WORK ITEM A:
From the Charles Sturt University audit report article, extract the part that opens with the words containing "The positive financial" and closes with "end of 2021.".
WORK ITEM B:
According to the Charles Sturt University audit report article, what was the University's operating deficit at the end of 2020?

The NSW Auditor-General’s ‘Universities 2020 Audits’ report confirmed that Charles Sturt University achieved a remarkable improvement in its financial outcome due to ongoing annual savings in the second half of last year.
The University’s operating deficit at the end of 2020 was $15.5 million - a significant $34 million decrease on the $49.5 million deficit forecast in June last year.
The positive financial outcome was one of many for Charles Sturt in the report, which also highlighted strong growth in domestic student enrolments, sector-leading graduate employment outcomes, and high rates of Indigenous and low socio-economic status student enrolments.
Charles Sturt University Interim Vice-Chancellor, Professor John Germov, said while 2020 had been a difficult year for the higher education sector, Charles Sturt remained on track to return to a balanced budget by the end of 2021.
“The budget remediation measures started in 2020 as part of our Sustainable Futures program are, at times, difficult, especially the loss of some of our staff,” Professor Germov said.
“They are also necessary, and have helped Charles Sturt University embed an operating model across our courses and campuses that is viable, market-responsive and drives academic and research excellence.
“The success of the changes we’re implementing will be reflected in our soon-to-be-tabled 2020 Annual Report and will ensure Charles Sturt remains Australia’s leading regional university for a long time to come.”
Other Charles Sturt outcomes in the NSW Auditor-General’s ‘Universities 2020 Audits’ report include:
- Cutting expenditure by 9.2 per cent in 2020 – proportionately more than any other NSW university
- The best graduate employment outcomes among NSW universities, for both undergraduate and postgraduate courses, for the fifth year in a row
- A 5 per cent increase in domestic enrolments, the highest volume at the University in the previous five years, with 2021’s to-date domestic enrolment figures (as of 16 June) exceeding 2020’s by more than 1100 students for a total of 32,966
- NSW’s leading university for Indigenous student enrolments, with over 1200 Indigenous students – a year-on-year increase of more than 11 per cent
- One of only five NSW universities (and second overall) to achieve enrolment of more than 20 per cent of domestic students of low socio-economic status.
The strong results in the report drew praise from stakeholders across the University’s footprint.
Deputy Leader of the NSW Nationals and Member for Bathurst, The Hon Mr Paul Toole, said the financial progress made by the University was a “positive result”.
“Charles Sturt University has gone to great lengths to get back on track financially after facing hurdles posed by COVID-19,” Mr Toole said.

LISTED RECORDS:

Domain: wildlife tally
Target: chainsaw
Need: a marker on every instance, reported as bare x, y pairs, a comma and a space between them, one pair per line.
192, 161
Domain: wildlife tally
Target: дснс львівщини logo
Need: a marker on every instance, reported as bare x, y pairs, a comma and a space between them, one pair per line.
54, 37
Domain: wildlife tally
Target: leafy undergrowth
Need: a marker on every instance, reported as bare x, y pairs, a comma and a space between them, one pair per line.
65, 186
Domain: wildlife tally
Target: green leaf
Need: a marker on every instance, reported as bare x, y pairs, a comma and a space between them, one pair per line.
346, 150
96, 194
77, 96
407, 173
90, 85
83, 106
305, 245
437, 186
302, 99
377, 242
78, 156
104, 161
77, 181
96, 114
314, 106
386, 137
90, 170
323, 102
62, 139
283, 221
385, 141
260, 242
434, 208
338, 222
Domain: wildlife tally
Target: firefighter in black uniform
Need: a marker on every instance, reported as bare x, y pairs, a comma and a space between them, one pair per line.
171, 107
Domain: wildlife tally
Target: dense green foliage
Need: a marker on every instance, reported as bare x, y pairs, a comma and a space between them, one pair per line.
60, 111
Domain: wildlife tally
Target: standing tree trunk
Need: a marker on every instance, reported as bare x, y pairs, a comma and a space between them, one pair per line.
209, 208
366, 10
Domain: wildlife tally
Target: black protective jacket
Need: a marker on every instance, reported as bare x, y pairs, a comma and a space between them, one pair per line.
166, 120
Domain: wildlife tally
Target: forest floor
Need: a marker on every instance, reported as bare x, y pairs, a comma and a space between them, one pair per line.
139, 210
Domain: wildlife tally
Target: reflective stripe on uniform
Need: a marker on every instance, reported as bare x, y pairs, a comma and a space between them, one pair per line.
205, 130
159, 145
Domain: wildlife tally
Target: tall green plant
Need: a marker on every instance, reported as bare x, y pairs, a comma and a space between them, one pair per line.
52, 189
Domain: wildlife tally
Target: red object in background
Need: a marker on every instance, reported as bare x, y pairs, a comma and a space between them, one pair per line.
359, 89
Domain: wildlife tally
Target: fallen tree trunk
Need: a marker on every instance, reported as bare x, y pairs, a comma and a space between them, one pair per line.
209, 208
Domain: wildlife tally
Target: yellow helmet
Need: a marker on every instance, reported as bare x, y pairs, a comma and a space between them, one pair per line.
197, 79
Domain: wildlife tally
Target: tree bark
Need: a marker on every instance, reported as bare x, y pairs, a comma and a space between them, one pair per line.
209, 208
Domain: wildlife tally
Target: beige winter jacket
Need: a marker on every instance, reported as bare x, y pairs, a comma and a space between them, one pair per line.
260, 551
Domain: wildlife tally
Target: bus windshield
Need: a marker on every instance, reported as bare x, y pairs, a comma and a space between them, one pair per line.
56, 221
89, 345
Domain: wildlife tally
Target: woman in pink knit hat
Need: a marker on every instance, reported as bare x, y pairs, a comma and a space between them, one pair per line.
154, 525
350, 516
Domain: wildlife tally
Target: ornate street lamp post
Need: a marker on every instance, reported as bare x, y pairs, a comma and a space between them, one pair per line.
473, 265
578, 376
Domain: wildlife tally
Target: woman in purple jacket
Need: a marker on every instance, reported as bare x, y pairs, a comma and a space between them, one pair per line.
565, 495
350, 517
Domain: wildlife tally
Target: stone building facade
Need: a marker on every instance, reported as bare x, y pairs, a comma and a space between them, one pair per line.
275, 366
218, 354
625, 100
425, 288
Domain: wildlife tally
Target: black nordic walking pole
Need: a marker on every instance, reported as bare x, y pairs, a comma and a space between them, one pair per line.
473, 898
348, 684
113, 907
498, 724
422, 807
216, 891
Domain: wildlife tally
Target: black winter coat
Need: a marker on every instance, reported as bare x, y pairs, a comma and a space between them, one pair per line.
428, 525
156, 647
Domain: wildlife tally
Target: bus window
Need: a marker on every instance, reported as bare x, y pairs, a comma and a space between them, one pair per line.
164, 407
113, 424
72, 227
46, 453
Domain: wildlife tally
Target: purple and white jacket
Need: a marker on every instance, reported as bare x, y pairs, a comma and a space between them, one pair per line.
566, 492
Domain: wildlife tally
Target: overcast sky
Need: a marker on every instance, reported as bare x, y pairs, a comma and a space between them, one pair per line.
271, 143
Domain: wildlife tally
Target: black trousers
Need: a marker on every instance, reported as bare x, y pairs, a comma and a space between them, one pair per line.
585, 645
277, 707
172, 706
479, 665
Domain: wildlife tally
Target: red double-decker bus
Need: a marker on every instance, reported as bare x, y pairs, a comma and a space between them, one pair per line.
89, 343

RESPONSE AREA A:
The positive financial outcome was one of many for Charles Sturt in the report, which also highlighted strong growth in domestic student enrolments, sector-leading graduate employment outcomes, and high rates of Indigenous and low socio-economic status student enrolments.
Charles Sturt University Interim Vice-Chancellor, Professor John Germov, said while 2020 had been a difficult year for the higher education sector, Charles Sturt remained on track to return to a balanced budget by the end of 2021.

RESPONSE AREA B:
$15.5 million